» TASK:
Only the lines below starting at the one that contains "Can you see the sunlit" and ending at the one that contains "Can you see the dappled" are to be reproduced, exactly and with both ends kept.

» Stored data entries:
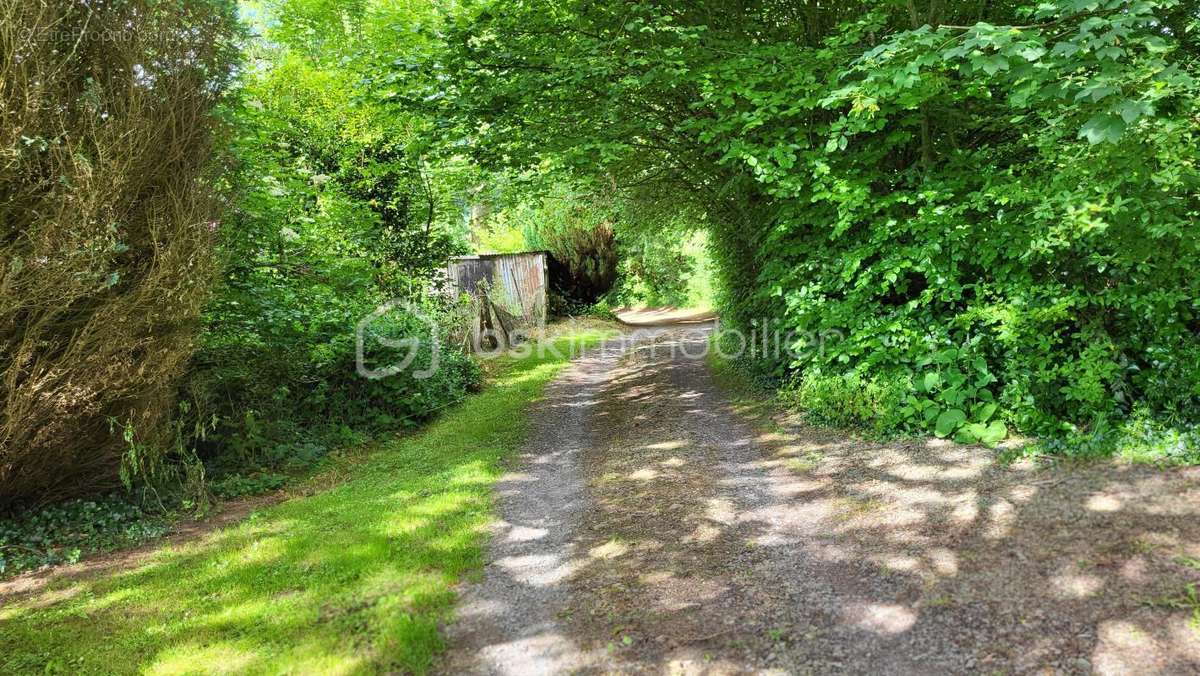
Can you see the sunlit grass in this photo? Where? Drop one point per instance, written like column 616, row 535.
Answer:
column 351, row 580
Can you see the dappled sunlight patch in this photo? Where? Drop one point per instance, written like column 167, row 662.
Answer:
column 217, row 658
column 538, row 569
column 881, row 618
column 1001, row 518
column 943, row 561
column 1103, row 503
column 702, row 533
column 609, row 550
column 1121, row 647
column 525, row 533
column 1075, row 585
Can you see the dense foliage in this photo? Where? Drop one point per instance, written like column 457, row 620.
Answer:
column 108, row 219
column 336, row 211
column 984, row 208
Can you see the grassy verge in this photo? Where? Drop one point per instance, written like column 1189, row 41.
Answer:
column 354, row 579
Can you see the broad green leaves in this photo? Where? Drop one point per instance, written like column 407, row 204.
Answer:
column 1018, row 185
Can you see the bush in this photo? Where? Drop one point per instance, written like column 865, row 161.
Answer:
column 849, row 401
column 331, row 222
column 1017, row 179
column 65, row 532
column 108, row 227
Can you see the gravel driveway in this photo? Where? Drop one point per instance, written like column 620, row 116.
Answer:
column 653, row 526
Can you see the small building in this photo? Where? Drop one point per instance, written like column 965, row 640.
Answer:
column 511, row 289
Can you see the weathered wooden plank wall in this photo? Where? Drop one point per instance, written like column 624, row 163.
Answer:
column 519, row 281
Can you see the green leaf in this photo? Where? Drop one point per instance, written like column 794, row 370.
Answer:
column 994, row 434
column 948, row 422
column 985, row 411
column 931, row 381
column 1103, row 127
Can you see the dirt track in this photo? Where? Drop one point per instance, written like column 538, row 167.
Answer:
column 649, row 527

...

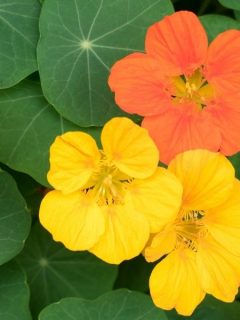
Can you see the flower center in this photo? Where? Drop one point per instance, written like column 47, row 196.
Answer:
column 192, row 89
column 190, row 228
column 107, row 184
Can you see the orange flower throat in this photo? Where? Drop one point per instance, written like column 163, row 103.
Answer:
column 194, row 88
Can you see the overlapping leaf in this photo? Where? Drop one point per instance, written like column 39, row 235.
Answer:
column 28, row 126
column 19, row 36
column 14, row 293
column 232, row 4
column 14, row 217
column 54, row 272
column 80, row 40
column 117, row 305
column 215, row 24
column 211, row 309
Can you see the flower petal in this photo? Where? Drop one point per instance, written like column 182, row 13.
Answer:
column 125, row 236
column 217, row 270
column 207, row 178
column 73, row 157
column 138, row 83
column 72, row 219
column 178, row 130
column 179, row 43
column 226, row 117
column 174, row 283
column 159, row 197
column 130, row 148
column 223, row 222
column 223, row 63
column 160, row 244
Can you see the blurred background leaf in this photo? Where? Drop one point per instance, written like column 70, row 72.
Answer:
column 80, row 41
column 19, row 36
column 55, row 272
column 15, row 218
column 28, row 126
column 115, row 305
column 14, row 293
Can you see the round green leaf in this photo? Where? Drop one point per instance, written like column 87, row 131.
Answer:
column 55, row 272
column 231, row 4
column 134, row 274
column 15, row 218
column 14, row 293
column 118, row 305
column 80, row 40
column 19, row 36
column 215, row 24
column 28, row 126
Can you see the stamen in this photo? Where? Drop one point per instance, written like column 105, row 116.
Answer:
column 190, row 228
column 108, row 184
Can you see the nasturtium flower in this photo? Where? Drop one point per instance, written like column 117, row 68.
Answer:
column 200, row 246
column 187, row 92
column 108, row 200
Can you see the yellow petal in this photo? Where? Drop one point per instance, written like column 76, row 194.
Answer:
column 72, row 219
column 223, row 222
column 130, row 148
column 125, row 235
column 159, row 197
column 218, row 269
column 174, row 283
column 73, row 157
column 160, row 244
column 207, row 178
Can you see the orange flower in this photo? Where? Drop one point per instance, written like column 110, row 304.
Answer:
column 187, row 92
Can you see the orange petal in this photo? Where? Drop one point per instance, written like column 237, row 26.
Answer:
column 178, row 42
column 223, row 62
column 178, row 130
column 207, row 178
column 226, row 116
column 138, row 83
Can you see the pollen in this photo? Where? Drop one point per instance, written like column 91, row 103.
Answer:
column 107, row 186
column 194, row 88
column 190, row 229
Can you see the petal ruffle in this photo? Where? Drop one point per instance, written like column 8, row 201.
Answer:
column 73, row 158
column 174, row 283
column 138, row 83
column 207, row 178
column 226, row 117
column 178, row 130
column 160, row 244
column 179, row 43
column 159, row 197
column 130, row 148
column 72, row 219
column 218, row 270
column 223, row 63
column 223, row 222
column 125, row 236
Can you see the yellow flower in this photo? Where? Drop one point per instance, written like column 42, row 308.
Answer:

» OUTPUT FOR THIS EXERCISE:
Can you see the sunlit grass in this photo? Where? Drop one point per instance, written like column 616, row 535.
Answer:
column 351, row 580
Can you see the dappled sunlight patch in this photo? Where? Drop one point per instance, written like column 167, row 662.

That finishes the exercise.